Task statement |
Transcribe the entries exactly; images are not part of the copy.

# START OF Given data

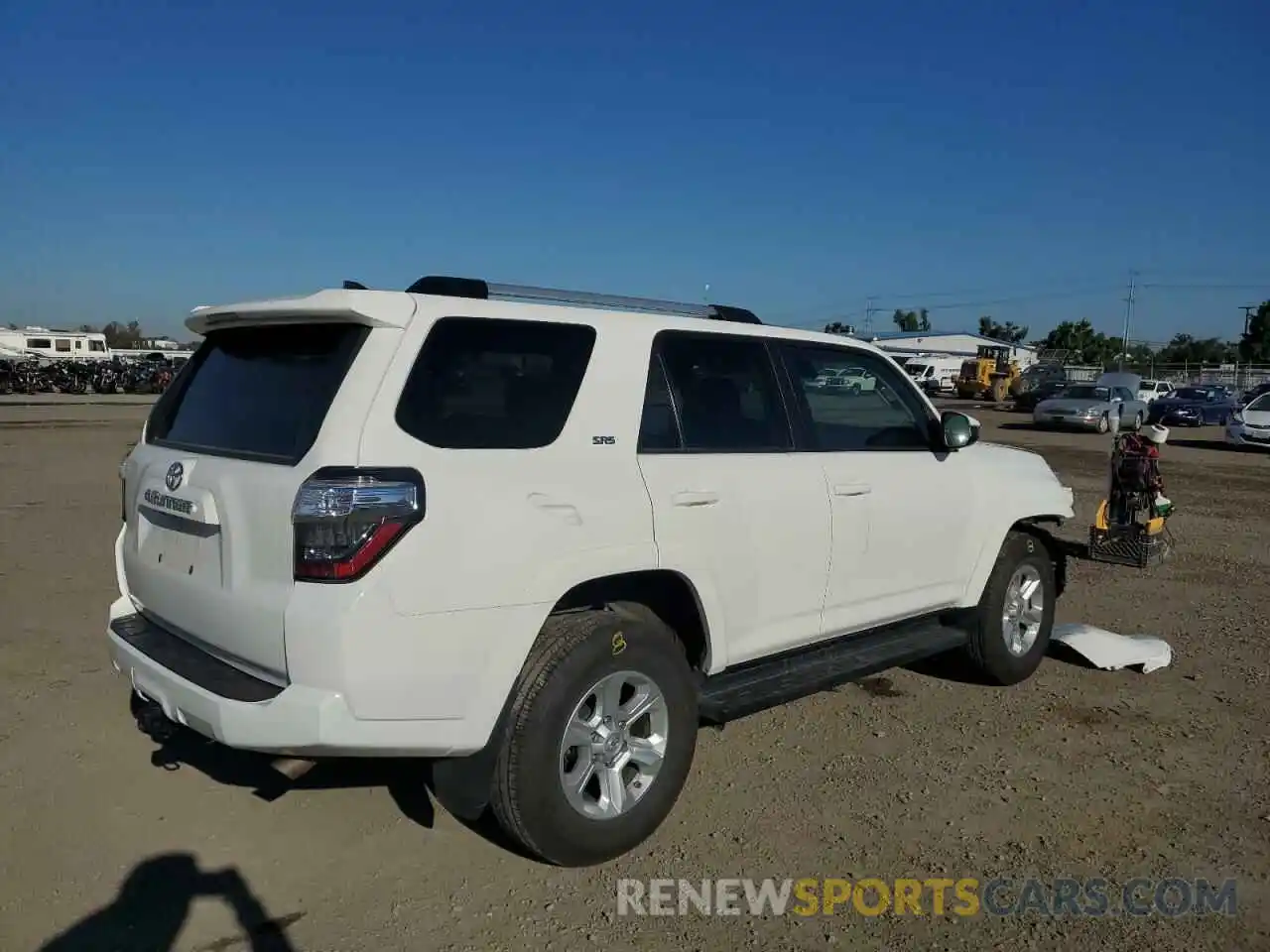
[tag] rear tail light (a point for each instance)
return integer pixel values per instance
(345, 521)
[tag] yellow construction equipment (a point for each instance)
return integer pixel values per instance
(988, 376)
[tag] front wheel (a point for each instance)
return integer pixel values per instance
(599, 740)
(1016, 612)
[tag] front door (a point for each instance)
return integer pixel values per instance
(901, 511)
(734, 509)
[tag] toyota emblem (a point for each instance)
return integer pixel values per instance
(176, 474)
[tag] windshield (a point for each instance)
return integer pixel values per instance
(1086, 393)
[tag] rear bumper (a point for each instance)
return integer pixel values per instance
(1237, 436)
(1069, 422)
(240, 711)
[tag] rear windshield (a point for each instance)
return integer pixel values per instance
(257, 393)
(481, 384)
(1087, 394)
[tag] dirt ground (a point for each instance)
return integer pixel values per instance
(1078, 774)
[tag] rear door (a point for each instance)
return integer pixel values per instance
(733, 507)
(207, 549)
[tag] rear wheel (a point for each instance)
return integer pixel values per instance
(1016, 612)
(599, 740)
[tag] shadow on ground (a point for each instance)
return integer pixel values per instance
(411, 782)
(154, 901)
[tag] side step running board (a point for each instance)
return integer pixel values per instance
(769, 682)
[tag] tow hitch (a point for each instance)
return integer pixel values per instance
(151, 720)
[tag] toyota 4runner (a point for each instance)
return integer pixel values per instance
(540, 536)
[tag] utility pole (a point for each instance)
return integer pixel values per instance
(1128, 315)
(1247, 317)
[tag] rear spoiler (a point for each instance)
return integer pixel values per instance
(371, 308)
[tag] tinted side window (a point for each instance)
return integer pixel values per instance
(725, 391)
(659, 426)
(867, 405)
(481, 384)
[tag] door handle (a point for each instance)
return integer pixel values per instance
(851, 489)
(695, 498)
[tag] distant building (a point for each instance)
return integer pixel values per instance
(943, 341)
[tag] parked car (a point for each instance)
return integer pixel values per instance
(1153, 389)
(1089, 407)
(1250, 425)
(326, 551)
(1029, 399)
(935, 375)
(1193, 407)
(1254, 393)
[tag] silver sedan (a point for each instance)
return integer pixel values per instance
(1091, 408)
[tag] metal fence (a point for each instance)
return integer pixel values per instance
(1239, 376)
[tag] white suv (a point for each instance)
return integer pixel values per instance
(540, 536)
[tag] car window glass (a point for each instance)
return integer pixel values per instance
(658, 430)
(726, 393)
(865, 407)
(483, 384)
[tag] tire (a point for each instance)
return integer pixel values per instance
(989, 647)
(574, 653)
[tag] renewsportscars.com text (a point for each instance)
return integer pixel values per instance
(965, 896)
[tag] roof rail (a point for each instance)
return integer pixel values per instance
(484, 291)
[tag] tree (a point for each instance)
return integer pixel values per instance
(912, 321)
(1091, 347)
(1255, 343)
(1008, 331)
(123, 336)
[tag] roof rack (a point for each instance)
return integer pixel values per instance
(480, 290)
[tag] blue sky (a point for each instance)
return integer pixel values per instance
(974, 158)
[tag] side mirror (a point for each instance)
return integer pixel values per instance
(957, 429)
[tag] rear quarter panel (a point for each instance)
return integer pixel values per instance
(506, 532)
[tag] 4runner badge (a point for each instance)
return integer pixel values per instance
(176, 474)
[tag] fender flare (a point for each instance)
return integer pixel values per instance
(1037, 526)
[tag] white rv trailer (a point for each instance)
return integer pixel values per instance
(55, 344)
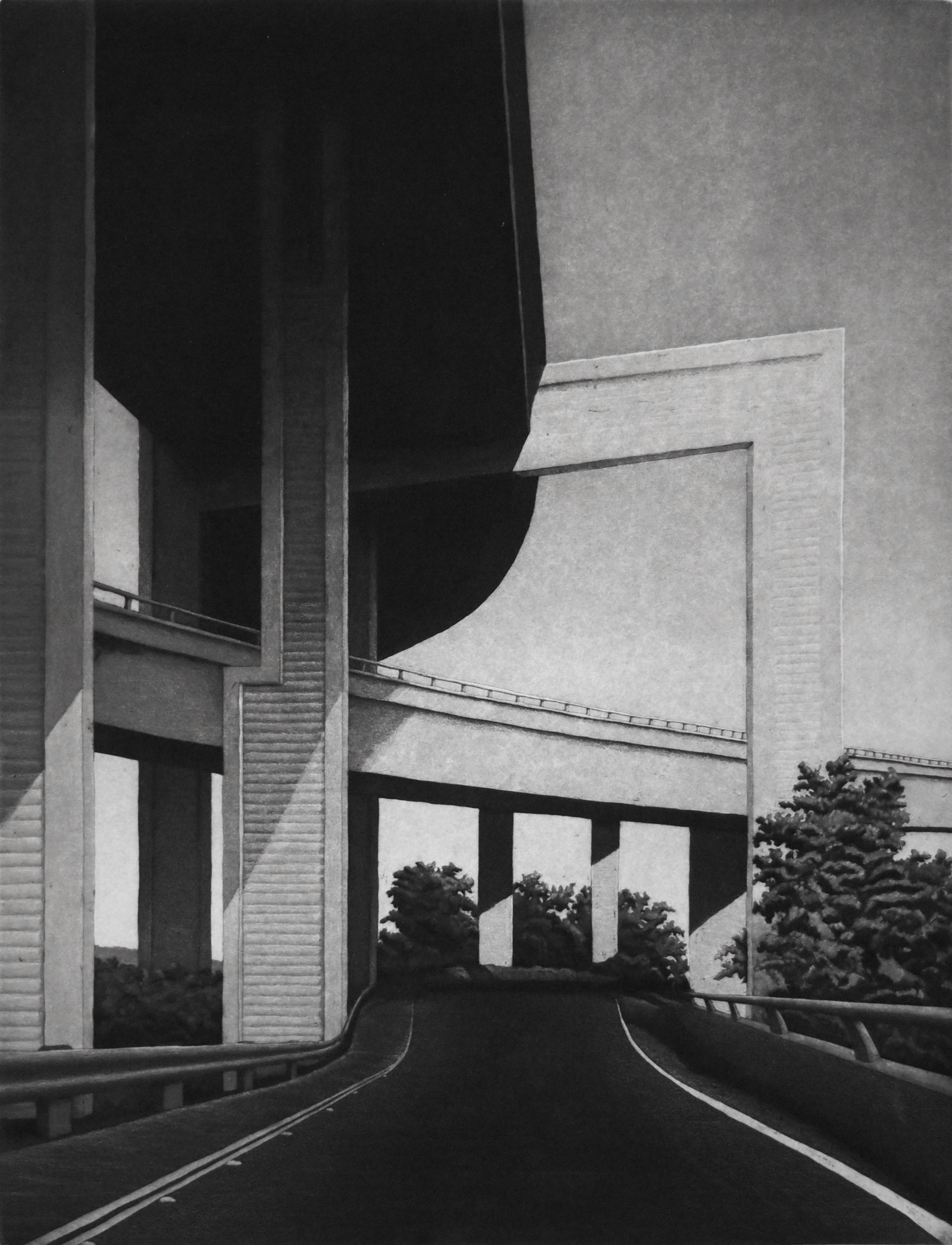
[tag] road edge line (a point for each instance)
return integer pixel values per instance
(90, 1224)
(923, 1219)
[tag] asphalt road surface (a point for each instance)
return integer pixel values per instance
(479, 1117)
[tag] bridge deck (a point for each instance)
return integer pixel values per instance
(506, 1117)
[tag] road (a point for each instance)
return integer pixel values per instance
(479, 1117)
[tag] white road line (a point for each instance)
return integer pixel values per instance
(935, 1227)
(93, 1223)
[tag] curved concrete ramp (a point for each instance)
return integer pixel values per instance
(628, 594)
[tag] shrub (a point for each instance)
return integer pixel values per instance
(842, 916)
(651, 954)
(136, 1006)
(552, 925)
(434, 919)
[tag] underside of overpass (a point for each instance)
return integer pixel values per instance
(291, 288)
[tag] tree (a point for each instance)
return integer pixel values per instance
(434, 918)
(845, 917)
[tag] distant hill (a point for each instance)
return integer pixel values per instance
(123, 954)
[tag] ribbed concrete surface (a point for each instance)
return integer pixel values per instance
(283, 746)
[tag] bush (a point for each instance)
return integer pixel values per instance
(651, 954)
(434, 918)
(135, 1006)
(842, 916)
(552, 925)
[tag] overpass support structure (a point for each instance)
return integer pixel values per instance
(285, 786)
(46, 879)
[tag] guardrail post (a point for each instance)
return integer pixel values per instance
(81, 1106)
(173, 1096)
(54, 1117)
(863, 1045)
(774, 1019)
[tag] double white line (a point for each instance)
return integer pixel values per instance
(97, 1222)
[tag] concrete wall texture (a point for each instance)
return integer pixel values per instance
(722, 170)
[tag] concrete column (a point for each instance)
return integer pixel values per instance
(363, 902)
(174, 867)
(285, 790)
(46, 816)
(495, 888)
(605, 838)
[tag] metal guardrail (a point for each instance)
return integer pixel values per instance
(161, 611)
(853, 1016)
(483, 691)
(872, 755)
(54, 1078)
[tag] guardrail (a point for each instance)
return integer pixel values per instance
(872, 755)
(853, 1016)
(173, 615)
(483, 691)
(53, 1080)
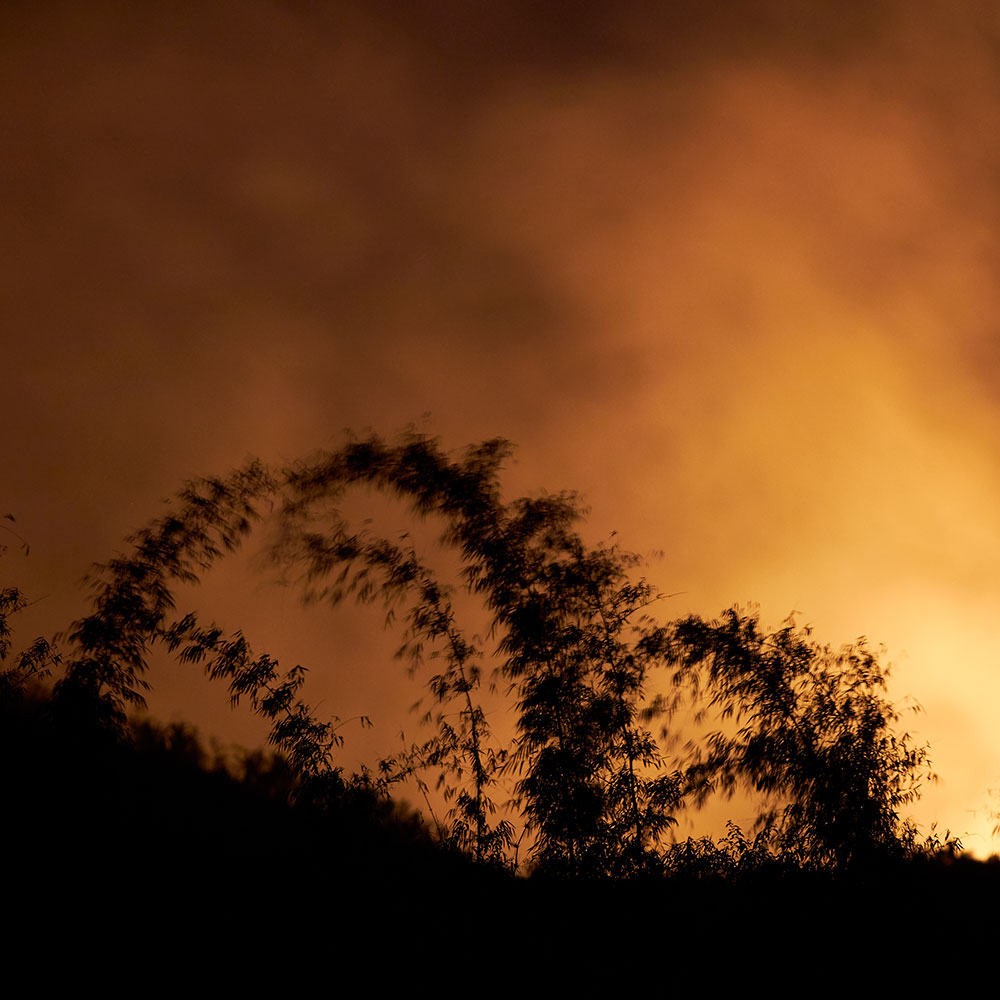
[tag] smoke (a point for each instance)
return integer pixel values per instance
(729, 269)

# END OF Given data

Finished answer |
[tag] rear tail light (a point for each instance)
return integer pixel values per instance
(345, 521)
[tag] yellow construction equipment (a point for each instance)
return integer pixel values per instance
(988, 376)
[tag] front wheel (a point for each instance)
return integer pixel values per instance
(599, 740)
(1016, 612)
[tag] front door (a point for each instance)
return integer pixel values per instance
(901, 511)
(734, 509)
[tag] toyota emblem (a point for each instance)
return integer pixel values per instance
(176, 474)
[tag] windshield (a point for each instance)
return integer pixel values per instance
(1086, 393)
[tag] rear bumper (a point for each instance)
return integer pixel values per instance
(1237, 436)
(1069, 422)
(240, 711)
[tag] rear windshield (a point for each instance)
return integer pixel values per instance
(257, 393)
(481, 384)
(1087, 394)
[tag] dirt ground (a point for each instance)
return integer pixel values per instance
(1078, 774)
[tag] rear door (a point for each instance)
return integer pixel values per instance
(733, 507)
(207, 549)
[tag] rear wheel (a point for each instance)
return integer pixel values per instance
(1016, 612)
(599, 740)
[tag] shadow on ground (a point for each instance)
return integer pixel values per instance
(411, 782)
(154, 901)
[tag] side step running board (a point for each instance)
return integer pixel values per instance
(769, 682)
[tag] tow hitch (a point for each instance)
return integer pixel values per instance
(151, 720)
[tag] toyota 4runner (a point for each instance)
return integer pixel values per instance
(540, 536)
[tag] utility pole (a point for each instance)
return integer pixel values per instance
(1128, 315)
(1247, 317)
[tag] rear spoiler (a point for each instance)
return integer pixel values per instance
(371, 308)
[tag] tinted side window (a point for each instance)
return integer pixel values per instance
(725, 391)
(659, 426)
(867, 405)
(481, 384)
[tag] door handle (a point for each instance)
return integer pixel values per instance
(851, 489)
(695, 498)
[tag] distant building (a point for each instance)
return integer pixel values per instance
(943, 341)
[tag] parked car (a point for each instance)
return integer pixel values per instance
(1153, 389)
(1089, 407)
(1250, 425)
(326, 551)
(1029, 399)
(935, 375)
(1193, 407)
(1254, 393)
[tag] silver sedan (a point for each instance)
return integer pixel values per instance
(1091, 408)
[tag] metal fence (a point for each instance)
return integer pixel values per instance
(1239, 376)
[tag] white suv (a point for each instance)
return integer pixel values per instance
(540, 536)
[tag] car window glass (a point for each instance)
return integer pixel values per instance
(658, 430)
(726, 393)
(865, 407)
(483, 384)
[tag] tire (a point for each instance)
return integer pixel values per instance
(989, 647)
(574, 653)
[tag] renewsportscars.com text (a point for each instance)
return integer pixel values per instance
(965, 896)
[tag] roof rail (a point for each instance)
return integer pixel values per instance
(484, 291)
[tag] tree (a point for each instance)
return integer pixel values per instance
(912, 321)
(1091, 347)
(1255, 343)
(1008, 331)
(123, 336)
[tag] roof rack (a point for each instance)
return integer pixel values per instance
(480, 290)
[tag] blue sky (a point for each instance)
return integer pixel values per instance
(974, 158)
[tag] side mirror (a point for each instance)
return integer pixel values per instance
(957, 429)
[tag] rear quarter panel (a point for each instance)
return integer pixel values per instance
(506, 532)
[tag] 4runner badge (a point for each instance)
return integer pixel values per instance
(176, 474)
[tag] fender flare (a point for each instance)
return integer pixel values per instance
(1037, 526)
[tag] white rv trailer (a point for each instance)
return integer pixel values per instance
(55, 344)
[tag] road edge line (a point for each instance)
return integer pixel values per instance
(90, 1224)
(923, 1219)
[tag] asphalt road surface (a point for each instance)
return integer pixel values per instance
(479, 1117)
[tag] bridge deck (a point for each instance)
return integer pixel values per instance
(506, 1117)
[tag] road (a point for each instance)
return integer pixel values per instance
(479, 1117)
[tag] white road line (a point for each instance)
return integer pixel values per instance
(935, 1227)
(93, 1223)
[tag] curved concrete ramp (a point for each instance)
return integer pixel values per instance
(628, 594)
[tag] shrub (a point for each instance)
return integer pixel values per instance
(842, 916)
(651, 954)
(136, 1006)
(552, 925)
(434, 919)
[tag] underside of overpass (a point for each instance)
return integer pixel values per instance
(291, 288)
[tag] tree (a point for each instance)
return integer pixel values per instance
(434, 918)
(845, 917)
[tag] distant hill (a point for each instance)
return integer pixel values per instance
(123, 954)
[tag] ribbed concrete surface (a point for each instance)
return integer pixel values per instance
(283, 746)
[tag] bush (a point for each instance)
return integer pixel values per instance
(651, 954)
(434, 918)
(135, 1006)
(842, 916)
(552, 925)
[tag] overpass support structure (a point for each instance)
return integer pixel values per instance
(285, 786)
(46, 879)
[tag] guardrail post (a point for each instance)
return integer pixel values per instance
(81, 1106)
(173, 1096)
(54, 1117)
(863, 1045)
(774, 1019)
[tag] double white line (a point for each instance)
return integer pixel values per instance
(97, 1222)
[tag] concrete wall texture (a point for each instance)
return integer pixel values per instance
(722, 170)
[tag] concrete column (a point for each instance)
return integer pixel values per instance
(363, 902)
(174, 867)
(285, 790)
(46, 816)
(495, 888)
(605, 838)
[tag] metal guardrail (a point for each instance)
return integer pixel values per instance
(161, 611)
(853, 1016)
(483, 691)
(872, 755)
(54, 1078)
[tag] guardrail (a point for each instance)
return integer pixel values per instance
(872, 755)
(853, 1016)
(173, 615)
(483, 691)
(53, 1080)
[tag] smoke (a point for each instance)
return integer pixel values per instance
(729, 269)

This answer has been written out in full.